# [Problem details]
Please return, word for word, the part of the article on adoption visas for children from Cambodia that begins at the words "INS PROBES BABY" and stops after "to Gainesville, Texas.".

# [Text for analysis]
INS PROBES BABY
SELLING IN CAMBODIA
Copyright 2002 www.independent.co.uk
[ April 22nd 2002 ]
Howard
Kirk returned to Texas from Cambodia last week
without the little boy he and his wife hope to
adopt. Kirk had spent nearly a week with little
Sara taking in the sights and talking with the
American Embassy. But he and his wife were unable
to get the U.S. visa they needed to take the youngster
home to Gainesville, Texas.
The Kirks
are in the same fix as 400 to 500 other American
families, including Hollywood stars Billy Bob
Thornton and Angelina Jolie. In late December,
the Immigration and Naturalization Service stopped
granting visas for adoptive children from Cambodia
because of baby-selling allegations. A U.S.-Cambodian
task force is investigating, going from orphanage
to orphanage.
In the
past few weeks, the INS started granting visas
to the 120 families like the Kirks who had been
issued adoption decrees in Cambodia before the
ban. The agency said it hopes to clear those cases
by the end of April. But the INS has yet to decide
what to do with the hundreds of other cases. "I'm
glad they're finally moving, but this has been
unconscionably long," said Rep. Chris Smith, R-N.J.
He added: "For a newborn and for parents, every
day is a new challenge, a new milestone in a child's
life."
Joann
Cleland, a kindergarten teacher from Manahawkin,
N.J., is worried about the 22-month-old she calls
Patrick, who was hospitalized this month in Cambodia
after contracting dengue fever. Cleland does not
have an adoption decree and has been lobbying
for a medical waiver. "He's going to be susceptible
to so many other illnesses in the orphanage. We
need to get him home to get him to an American
doctor," Cleland said.
In fiscal
year 2001, Americans adopted 19,237 foreign children,
407 of them from Cambodia, the 10th-ranked source
country. China and Russia topped the list with
more than 4,681 and 4,279 adoptions, respectively.

# [Supplied data]
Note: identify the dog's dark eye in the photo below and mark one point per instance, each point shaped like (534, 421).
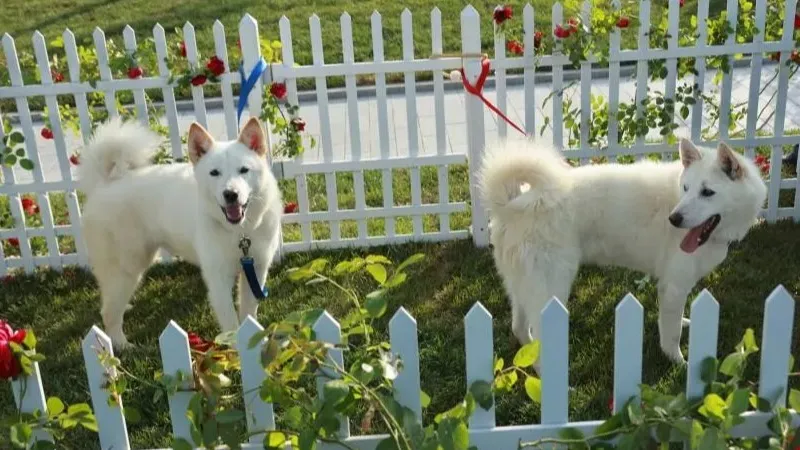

# [Solution below]
INS PROBES BABY
SELLING IN CAMBODIA
Copyright 2002 www.independent.co.uk
[ April 22nd 2002 ]
Howard
Kirk returned to Texas from Cambodia last week
without the little boy he and his wife hope to
adopt. Kirk had spent nearly a week with little
Sara taking in the sights and talking with the
American Embassy. But he and his wife were unable
to get the U.S. visa they needed to take the youngster
home to Gainesville, Texas.